··· DATA PROVIDED

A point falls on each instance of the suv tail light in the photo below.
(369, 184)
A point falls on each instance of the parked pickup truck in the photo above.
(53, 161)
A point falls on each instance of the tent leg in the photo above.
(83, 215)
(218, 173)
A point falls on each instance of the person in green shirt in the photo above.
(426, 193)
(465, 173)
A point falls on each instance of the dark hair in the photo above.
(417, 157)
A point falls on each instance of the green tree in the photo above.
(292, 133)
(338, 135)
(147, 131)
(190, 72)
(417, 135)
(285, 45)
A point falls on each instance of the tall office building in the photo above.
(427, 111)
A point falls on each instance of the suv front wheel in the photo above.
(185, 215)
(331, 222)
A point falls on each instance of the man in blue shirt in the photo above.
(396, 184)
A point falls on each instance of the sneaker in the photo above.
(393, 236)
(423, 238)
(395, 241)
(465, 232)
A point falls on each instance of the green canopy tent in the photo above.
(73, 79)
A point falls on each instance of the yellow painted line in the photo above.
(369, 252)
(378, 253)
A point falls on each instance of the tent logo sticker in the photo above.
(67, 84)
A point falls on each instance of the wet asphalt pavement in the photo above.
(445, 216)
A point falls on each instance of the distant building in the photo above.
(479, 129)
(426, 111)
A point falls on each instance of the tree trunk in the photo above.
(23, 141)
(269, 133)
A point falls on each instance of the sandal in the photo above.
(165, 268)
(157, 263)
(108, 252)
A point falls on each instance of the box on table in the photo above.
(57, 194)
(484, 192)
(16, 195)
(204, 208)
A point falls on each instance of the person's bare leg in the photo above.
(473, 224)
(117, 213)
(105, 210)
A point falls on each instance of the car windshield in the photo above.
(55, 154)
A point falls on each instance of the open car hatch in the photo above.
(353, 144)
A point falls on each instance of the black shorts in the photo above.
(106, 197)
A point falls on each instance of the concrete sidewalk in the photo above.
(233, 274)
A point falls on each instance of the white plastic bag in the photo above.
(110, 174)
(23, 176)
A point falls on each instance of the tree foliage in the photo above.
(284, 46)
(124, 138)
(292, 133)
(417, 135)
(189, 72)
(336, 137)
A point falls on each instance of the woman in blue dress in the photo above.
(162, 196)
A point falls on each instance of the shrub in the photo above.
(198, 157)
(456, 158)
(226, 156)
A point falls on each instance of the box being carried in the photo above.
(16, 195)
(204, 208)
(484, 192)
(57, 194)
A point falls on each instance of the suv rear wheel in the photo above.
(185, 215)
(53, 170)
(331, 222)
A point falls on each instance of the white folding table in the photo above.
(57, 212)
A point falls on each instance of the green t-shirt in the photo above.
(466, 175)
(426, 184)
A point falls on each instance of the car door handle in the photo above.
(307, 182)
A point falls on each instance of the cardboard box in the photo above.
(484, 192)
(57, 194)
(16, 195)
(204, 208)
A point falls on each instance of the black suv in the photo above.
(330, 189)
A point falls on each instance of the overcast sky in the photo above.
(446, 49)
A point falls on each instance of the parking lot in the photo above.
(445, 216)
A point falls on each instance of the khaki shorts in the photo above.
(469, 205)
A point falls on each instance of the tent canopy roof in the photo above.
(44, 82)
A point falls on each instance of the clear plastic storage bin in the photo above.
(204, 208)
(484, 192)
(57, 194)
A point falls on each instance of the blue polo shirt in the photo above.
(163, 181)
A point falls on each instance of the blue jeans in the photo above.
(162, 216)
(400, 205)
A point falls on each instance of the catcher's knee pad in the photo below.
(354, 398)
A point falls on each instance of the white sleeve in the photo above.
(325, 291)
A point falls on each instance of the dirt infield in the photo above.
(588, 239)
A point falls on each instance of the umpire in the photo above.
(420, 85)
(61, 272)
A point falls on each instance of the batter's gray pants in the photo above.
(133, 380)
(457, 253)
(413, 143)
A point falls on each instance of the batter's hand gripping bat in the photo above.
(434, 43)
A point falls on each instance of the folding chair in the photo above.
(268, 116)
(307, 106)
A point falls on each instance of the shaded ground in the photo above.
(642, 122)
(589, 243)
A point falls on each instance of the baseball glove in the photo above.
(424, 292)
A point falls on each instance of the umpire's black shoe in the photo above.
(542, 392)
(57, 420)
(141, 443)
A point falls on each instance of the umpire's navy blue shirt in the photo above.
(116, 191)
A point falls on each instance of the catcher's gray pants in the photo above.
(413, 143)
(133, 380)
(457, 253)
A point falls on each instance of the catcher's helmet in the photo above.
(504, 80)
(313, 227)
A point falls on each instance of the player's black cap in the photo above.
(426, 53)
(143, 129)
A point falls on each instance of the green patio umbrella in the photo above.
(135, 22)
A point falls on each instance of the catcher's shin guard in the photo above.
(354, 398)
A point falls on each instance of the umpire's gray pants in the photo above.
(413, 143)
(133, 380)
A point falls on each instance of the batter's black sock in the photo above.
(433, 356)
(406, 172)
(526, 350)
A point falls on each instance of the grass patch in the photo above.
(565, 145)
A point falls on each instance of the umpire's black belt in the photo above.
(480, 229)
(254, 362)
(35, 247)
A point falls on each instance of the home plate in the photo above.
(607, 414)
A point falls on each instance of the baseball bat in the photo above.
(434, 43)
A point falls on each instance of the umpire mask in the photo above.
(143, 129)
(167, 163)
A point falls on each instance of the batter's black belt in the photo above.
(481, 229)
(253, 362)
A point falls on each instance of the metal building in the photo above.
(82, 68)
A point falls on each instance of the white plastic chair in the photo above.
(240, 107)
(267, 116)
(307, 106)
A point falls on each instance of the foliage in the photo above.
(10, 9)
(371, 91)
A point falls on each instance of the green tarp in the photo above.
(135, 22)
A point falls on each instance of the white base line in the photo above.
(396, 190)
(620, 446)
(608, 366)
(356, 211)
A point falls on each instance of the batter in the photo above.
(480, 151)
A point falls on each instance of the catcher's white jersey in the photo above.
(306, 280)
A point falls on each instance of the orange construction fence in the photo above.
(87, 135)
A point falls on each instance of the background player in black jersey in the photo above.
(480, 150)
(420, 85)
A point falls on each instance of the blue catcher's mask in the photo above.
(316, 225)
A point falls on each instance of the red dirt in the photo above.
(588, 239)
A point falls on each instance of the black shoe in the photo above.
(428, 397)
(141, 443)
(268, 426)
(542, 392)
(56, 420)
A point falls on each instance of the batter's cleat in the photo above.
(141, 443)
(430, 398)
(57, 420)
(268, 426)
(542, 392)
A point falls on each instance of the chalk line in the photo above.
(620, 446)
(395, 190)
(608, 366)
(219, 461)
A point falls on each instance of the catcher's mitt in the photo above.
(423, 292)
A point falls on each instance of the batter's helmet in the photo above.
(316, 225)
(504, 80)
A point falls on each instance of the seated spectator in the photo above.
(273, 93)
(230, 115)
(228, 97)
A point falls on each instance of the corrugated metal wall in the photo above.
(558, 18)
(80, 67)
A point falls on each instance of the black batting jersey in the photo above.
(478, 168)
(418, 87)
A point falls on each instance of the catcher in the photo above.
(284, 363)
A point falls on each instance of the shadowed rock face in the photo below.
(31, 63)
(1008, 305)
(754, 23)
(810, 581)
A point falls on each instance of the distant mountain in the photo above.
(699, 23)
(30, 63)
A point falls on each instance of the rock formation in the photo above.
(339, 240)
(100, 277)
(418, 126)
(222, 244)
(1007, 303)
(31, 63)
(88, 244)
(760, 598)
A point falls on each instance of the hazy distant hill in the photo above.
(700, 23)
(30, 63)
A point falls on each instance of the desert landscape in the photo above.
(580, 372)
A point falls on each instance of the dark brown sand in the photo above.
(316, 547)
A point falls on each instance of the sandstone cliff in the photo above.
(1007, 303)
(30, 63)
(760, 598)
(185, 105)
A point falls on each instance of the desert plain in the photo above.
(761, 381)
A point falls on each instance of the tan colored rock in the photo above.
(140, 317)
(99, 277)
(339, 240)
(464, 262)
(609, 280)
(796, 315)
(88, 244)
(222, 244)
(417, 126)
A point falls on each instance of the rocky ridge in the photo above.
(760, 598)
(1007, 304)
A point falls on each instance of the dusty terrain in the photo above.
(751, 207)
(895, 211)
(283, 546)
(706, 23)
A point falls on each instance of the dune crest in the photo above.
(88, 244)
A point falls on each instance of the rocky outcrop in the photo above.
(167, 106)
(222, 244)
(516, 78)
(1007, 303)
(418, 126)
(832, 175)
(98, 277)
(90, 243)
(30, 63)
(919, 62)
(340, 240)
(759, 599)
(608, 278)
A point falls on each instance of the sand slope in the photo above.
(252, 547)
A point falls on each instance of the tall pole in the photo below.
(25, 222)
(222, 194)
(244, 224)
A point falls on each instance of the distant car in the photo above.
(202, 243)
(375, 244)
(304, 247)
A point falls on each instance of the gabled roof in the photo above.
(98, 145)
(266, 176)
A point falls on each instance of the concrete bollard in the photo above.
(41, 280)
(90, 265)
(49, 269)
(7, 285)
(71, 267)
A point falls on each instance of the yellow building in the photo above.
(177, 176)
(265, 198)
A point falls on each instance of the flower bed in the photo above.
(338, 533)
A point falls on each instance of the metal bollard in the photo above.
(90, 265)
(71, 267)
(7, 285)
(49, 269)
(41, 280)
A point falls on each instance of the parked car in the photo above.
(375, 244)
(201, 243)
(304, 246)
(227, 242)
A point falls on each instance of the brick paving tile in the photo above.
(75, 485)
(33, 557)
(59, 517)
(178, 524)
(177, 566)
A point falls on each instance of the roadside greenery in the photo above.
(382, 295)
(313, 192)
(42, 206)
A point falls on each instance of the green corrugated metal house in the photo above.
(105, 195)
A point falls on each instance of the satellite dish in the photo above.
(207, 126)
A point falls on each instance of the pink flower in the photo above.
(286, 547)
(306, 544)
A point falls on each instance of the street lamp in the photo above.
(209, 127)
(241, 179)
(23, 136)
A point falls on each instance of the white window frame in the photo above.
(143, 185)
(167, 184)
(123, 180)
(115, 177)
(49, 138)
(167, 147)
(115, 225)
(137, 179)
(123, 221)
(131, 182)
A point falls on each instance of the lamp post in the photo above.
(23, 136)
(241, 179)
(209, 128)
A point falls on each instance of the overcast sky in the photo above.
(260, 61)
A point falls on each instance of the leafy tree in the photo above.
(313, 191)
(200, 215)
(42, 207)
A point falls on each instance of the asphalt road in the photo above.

······

PROMPT ::
In the listing above, find the line containing "A point falls on each instance of the metal bollard", then reproduce it and each line after it through the end, exactly and with nothing added.

WRITTEN RESPONSE ::
A point falls on each instance of the metal bollard in the photo above.
(90, 265)
(71, 267)
(7, 285)
(49, 269)
(41, 280)
A point falls on each instance of the parked car in the photo above.
(375, 244)
(201, 243)
(304, 246)
(227, 242)
A point falls on each instance of the brick paving tile in the photo above.
(75, 485)
(33, 557)
(59, 517)
(178, 524)
(177, 566)
A point falls on each instance of the roadside greenery in the photo above.
(382, 295)
(313, 192)
(42, 206)
A point falls on each instance of the green corrugated metal house in the photo above.
(105, 195)
A point falls on each instance of the satellite dish in the photo above.
(207, 126)
A point falls on each instance of the pink flower in the photo above.
(286, 547)
(306, 544)
A point falls on each instance of the street lamp in the photo above.
(209, 127)
(241, 179)
(23, 136)
A point falls on each instance of the white window frame in the photo above.
(143, 185)
(167, 184)
(123, 180)
(115, 177)
(49, 138)
(167, 147)
(115, 225)
(137, 179)
(123, 221)
(131, 182)
A point falls on each instance of the lamp post in the photo above.
(23, 136)
(241, 179)
(209, 128)
A point falls on each instance of the overcast sky in the photo above.
(260, 61)
A point falls on each instance of the leafy tree in the photo above.
(313, 191)
(200, 215)
(42, 207)
A point falls on each instance of the asphalt road in the photo above.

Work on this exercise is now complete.